- **REQUIREMENT**
Arrange the records as a Markdown table with the columns Row and Text, starting with the line that contains "Target: black dress shoe" and going on through the end of the records. Number each line in Row, put the line itself in Text, and leave out blank lines.

━━━ DATASET ROWS

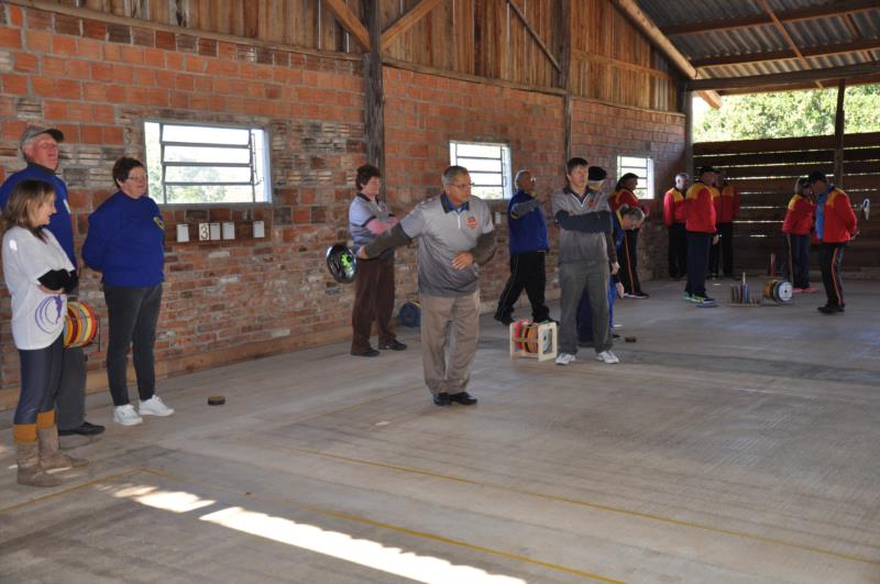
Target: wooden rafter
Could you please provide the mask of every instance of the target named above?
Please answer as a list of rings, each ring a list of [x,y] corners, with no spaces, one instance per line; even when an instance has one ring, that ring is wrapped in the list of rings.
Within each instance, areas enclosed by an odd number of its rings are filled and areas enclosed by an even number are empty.
[[[829,2],[820,7],[799,8],[777,12],[777,18],[781,22],[794,22],[799,20],[814,20],[828,16],[842,16],[854,12],[877,9],[877,0],[846,0],[843,2]],[[748,29],[751,26],[770,25],[773,20],[769,14],[752,14],[739,19],[722,19],[705,22],[692,22],[689,24],[676,24],[660,29],[667,36],[679,34],[710,33],[732,29]]]
[[[848,79],[861,76],[880,75],[880,62],[847,65],[845,67],[828,67],[809,71],[779,73],[773,75],[750,75],[748,77],[722,77],[716,79],[691,79],[685,81],[689,91],[704,91],[707,89],[749,88],[757,90],[761,87],[785,89],[790,86],[803,85],[816,80]]]
[[[826,57],[829,55],[843,55],[846,53],[860,53],[880,48],[880,38],[862,38],[849,43],[835,45],[812,46],[801,48],[805,57]],[[716,67],[722,65],[745,65],[747,63],[763,63],[768,60],[785,60],[798,58],[791,49],[768,51],[766,53],[747,53],[744,55],[721,55],[717,57],[705,57],[691,59],[691,65],[696,68]],[[866,58],[870,60],[870,58]]]
[[[337,21],[354,38],[354,41],[366,52],[372,51],[370,45],[370,33],[366,32],[366,26],[361,22],[358,15],[351,11],[345,4],[344,0],[319,0],[327,4],[330,12],[333,13]]]
[[[421,0],[421,2],[413,7],[409,12],[397,19],[394,24],[385,29],[385,32],[382,33],[382,49],[387,51],[392,43],[424,19],[428,12],[437,8],[441,2],[443,2],[443,0]]]
[[[696,79],[700,76],[693,65],[691,65],[691,62],[672,45],[670,40],[666,37],[651,19],[636,4],[635,0],[613,0],[613,2],[614,5],[619,8],[624,14],[636,24],[636,27],[639,29],[654,46],[662,51],[667,58],[669,58],[685,76],[691,79]],[[713,108],[717,109],[722,107],[722,97],[715,91],[702,89],[697,91],[700,91],[700,97]]]
[[[785,25],[782,24],[782,22],[779,20],[779,16],[777,16],[777,13],[770,7],[770,3],[767,0],[758,0],[758,3],[761,4],[763,11],[773,21],[773,26],[779,32],[779,34],[782,35],[782,38],[785,40],[785,44],[789,45],[789,48],[791,48],[794,52],[794,54],[798,55],[798,59],[803,64],[804,68],[812,69],[813,67],[810,66],[810,62],[806,60],[804,54],[801,53],[801,48],[798,46],[798,43],[795,43],[794,38],[791,37],[791,34],[789,34],[789,31],[785,29]],[[822,89],[822,84],[818,80],[816,80],[815,84],[818,89]]]
[[[543,51],[543,54],[547,55],[547,58],[550,59],[550,63],[553,64],[553,67],[556,67],[557,71],[562,73],[562,66],[559,64],[559,62],[550,52],[550,49],[547,48],[547,45],[541,40],[541,35],[539,35],[538,32],[531,27],[531,24],[529,24],[529,21],[528,19],[526,19],[526,14],[522,13],[522,10],[518,5],[516,5],[516,2],[514,2],[513,0],[507,0],[507,4],[514,9],[514,12],[516,13],[517,16],[519,16],[519,20],[522,22],[522,25],[529,32],[535,42],[538,43],[538,46],[541,47],[541,51]]]

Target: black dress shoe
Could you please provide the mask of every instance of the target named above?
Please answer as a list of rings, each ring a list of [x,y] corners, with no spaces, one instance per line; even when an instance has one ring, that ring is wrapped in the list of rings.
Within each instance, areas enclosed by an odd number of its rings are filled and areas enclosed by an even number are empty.
[[[352,351],[351,354],[354,356],[378,356],[380,353],[375,349],[371,348],[364,351],[363,353],[355,353],[354,351]]]
[[[452,394],[449,396],[450,401],[454,401],[455,404],[461,404],[462,406],[473,406],[476,404],[476,398],[469,394],[468,392],[459,392],[458,394]]]
[[[103,426],[98,426],[97,423],[89,423],[84,421],[76,428],[72,428],[69,430],[58,430],[58,436],[96,436],[102,433],[105,430]]]

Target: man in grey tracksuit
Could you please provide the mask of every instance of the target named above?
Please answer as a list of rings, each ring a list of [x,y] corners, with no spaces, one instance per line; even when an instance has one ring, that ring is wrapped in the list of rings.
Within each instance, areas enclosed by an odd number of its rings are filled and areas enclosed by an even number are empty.
[[[619,268],[614,242],[608,197],[600,189],[605,170],[587,168],[584,158],[566,164],[569,185],[550,197],[553,219],[559,224],[559,282],[562,288],[558,365],[568,365],[578,353],[578,305],[586,289],[593,316],[596,359],[618,363],[612,352],[608,327],[608,278]],[[608,265],[612,271],[609,273]]]

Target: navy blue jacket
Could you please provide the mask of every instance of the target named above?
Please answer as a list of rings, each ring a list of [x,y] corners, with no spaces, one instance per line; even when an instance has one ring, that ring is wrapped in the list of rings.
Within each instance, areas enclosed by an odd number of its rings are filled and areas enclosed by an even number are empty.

━━━━━━

- **RESPONSE**
| Row | Text |
|---|---|
| 1 | Target: black dress shoe |
| 2 | Could you please provide the mask of every instance of the target named above? |
| 3 | Please answer as a list of rings, each ring a list of [x,y] corners, with no spaces, one instance per line; even when an instance has one ring, that ring is wrapped in the list of rings. |
| 4 | Within each instance, areas enclosed by an odd number of its rings are filled and areas enclosed by an even number are empty. |
| 5 | [[[352,351],[351,354],[354,356],[378,356],[380,353],[375,349],[371,348],[364,351],[363,353],[355,353],[354,351]]] |
| 6 | [[[452,394],[449,396],[450,401],[454,401],[455,404],[461,404],[462,406],[473,406],[476,404],[476,398],[469,394],[468,392],[459,392],[458,394]]] |
| 7 | [[[103,426],[98,426],[97,423],[89,423],[84,421],[76,428],[72,428],[69,430],[58,430],[58,436],[96,436],[102,433],[105,430]]] |
| 8 | Target: man in grey tracksuit |
| 9 | Could you please provide the mask of every instance of the target named above? |
| 10 | Please answer as a list of rings, each ring a list of [x,y] corners, with no spaces, one instance per line; even when an instance has one ring, that ring is wrapped in the list of rings. |
| 11 | Within each instance, areas enclosed by an odd number of its rings are filled and areas enclosed by an even number are empty. |
| 12 | [[[619,268],[614,242],[608,197],[600,189],[605,170],[587,168],[584,158],[566,164],[569,185],[550,197],[553,219],[559,224],[559,282],[562,288],[558,365],[568,365],[578,353],[578,305],[586,289],[593,316],[596,359],[618,363],[612,352],[608,327],[608,278]],[[608,265],[612,271],[609,273]]] |
| 13 | Target: navy blue jacket |
| 14 | Could you please provide the mask of every instance of the target named above? |
| 15 | Please answer as a list of rings, each ring a list of [x,y] corners, with no spaces, one instance per line; even when an instance has one ring, that ring is wrapped in the list of rings. |
| 16 | Within each instance, areas enclosed by an odd number of its rings are filled and areas enclosed by an even number are empty. |